Dataset entries
* begin *

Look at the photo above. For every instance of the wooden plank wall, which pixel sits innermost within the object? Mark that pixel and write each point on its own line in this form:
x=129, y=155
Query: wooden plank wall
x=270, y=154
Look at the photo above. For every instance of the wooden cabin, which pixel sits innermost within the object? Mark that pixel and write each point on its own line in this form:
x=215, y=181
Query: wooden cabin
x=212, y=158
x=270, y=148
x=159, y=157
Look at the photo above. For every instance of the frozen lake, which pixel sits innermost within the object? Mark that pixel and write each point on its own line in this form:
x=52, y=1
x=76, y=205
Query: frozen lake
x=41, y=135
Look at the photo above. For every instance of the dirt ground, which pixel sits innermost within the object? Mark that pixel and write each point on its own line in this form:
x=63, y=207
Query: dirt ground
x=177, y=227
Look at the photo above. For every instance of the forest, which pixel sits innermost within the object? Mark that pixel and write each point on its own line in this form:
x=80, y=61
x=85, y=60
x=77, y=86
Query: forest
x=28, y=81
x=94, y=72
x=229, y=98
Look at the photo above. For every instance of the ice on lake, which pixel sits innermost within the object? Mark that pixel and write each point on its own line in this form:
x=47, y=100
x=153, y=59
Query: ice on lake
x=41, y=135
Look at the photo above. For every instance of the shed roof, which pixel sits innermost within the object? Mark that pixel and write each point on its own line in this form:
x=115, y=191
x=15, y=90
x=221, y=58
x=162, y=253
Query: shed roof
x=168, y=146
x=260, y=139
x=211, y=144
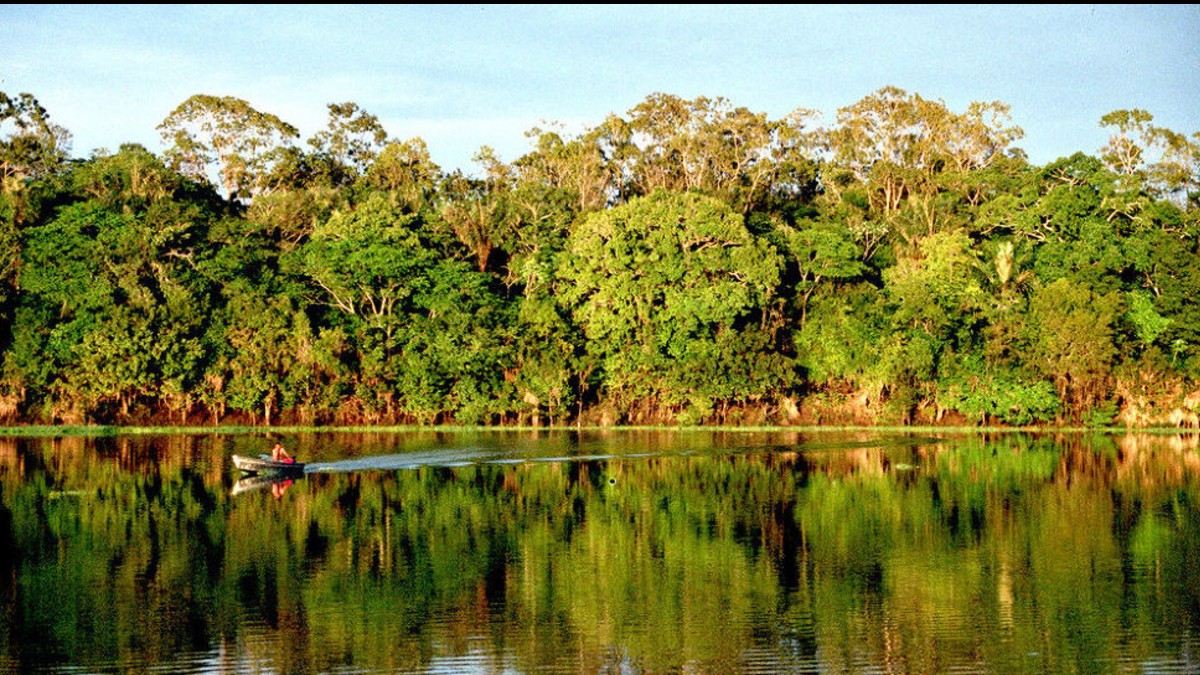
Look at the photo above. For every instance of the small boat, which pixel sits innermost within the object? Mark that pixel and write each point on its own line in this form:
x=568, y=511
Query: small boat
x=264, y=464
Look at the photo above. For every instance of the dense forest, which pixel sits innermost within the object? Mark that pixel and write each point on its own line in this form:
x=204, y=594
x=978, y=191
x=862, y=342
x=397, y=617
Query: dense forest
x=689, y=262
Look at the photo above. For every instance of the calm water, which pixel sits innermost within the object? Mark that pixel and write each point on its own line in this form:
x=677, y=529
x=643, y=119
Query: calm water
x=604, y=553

* end *
* begin *

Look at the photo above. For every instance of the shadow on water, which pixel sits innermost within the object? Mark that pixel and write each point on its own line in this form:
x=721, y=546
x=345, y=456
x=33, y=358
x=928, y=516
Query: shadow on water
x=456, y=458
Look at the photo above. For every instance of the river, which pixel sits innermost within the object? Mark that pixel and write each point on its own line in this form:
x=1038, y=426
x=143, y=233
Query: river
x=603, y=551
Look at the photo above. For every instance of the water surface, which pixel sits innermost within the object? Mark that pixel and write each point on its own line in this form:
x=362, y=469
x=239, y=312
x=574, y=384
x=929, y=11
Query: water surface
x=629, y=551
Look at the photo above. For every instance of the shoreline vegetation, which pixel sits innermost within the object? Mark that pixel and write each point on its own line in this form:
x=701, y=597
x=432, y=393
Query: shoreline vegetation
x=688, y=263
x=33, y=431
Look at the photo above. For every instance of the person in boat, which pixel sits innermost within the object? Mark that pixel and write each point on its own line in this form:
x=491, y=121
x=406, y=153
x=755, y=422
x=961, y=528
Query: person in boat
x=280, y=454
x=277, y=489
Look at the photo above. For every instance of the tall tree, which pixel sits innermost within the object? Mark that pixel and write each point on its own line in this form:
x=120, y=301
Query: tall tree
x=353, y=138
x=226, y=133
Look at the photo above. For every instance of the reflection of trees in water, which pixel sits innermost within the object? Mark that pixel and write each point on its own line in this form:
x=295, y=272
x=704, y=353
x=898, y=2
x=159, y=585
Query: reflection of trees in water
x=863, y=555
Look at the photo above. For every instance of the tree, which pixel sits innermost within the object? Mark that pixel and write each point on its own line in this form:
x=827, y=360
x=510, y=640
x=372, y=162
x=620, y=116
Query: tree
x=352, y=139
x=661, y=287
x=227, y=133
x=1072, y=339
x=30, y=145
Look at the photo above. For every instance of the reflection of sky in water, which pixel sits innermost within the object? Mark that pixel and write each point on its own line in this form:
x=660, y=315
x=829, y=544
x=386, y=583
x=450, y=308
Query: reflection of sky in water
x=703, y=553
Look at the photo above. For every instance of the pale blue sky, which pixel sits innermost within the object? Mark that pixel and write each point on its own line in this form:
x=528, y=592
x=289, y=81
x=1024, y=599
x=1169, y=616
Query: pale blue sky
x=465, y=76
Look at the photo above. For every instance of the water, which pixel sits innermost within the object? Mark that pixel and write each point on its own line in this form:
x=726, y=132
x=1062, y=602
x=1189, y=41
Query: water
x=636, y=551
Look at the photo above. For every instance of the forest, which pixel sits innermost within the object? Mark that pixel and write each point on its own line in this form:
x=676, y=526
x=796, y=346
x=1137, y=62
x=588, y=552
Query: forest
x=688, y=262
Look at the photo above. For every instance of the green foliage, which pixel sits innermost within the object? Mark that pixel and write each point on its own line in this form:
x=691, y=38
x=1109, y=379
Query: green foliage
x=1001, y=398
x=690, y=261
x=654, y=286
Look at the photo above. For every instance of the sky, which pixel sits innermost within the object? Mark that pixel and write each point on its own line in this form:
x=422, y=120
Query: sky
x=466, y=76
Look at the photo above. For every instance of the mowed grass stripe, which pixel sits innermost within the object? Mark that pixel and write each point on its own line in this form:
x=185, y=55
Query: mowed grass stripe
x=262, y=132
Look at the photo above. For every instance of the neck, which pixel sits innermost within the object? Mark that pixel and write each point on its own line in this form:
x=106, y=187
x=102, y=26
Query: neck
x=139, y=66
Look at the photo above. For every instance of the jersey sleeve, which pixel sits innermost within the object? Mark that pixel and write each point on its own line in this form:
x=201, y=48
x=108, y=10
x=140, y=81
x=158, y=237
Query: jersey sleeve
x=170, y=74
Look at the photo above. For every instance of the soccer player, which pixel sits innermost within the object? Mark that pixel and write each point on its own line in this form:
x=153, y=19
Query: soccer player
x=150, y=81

* end *

**YOUR INSTRUCTIONS**
Present the lines of the data above as a numbered list, starting at the line that contains "Look at the photo above. For every instance of the tall" and ending at the line that contains "x=30, y=145", with both of those lines included and any blank lines omitted.

**FINAL RESULT**
1. Look at the photo above. For every instance of the tall tree, which pixel sits innermost within the object? Mark that pixel and write each point on its own line in this form:
2. x=120, y=301
3. Query: tall tree
4. x=353, y=138
5. x=226, y=133
6. Look at the photo above. For every instance of the reflection of trees in water, which pixel sits innermost within the object? Mark that pixel and write each point on its own line in this form:
7. x=295, y=272
8. x=704, y=353
9. x=898, y=2
10. x=159, y=585
11. Query: reflection of trees in water
12. x=863, y=555
13. Look at the photo above. For every instance of the tree, which pixel sits innermost within the object? Mark that pixel and write each point on its own line in this form:
14. x=827, y=360
15. x=510, y=640
16. x=372, y=162
17. x=620, y=116
18. Query: tree
19. x=352, y=139
20. x=661, y=287
21. x=227, y=133
22. x=1072, y=339
23. x=30, y=145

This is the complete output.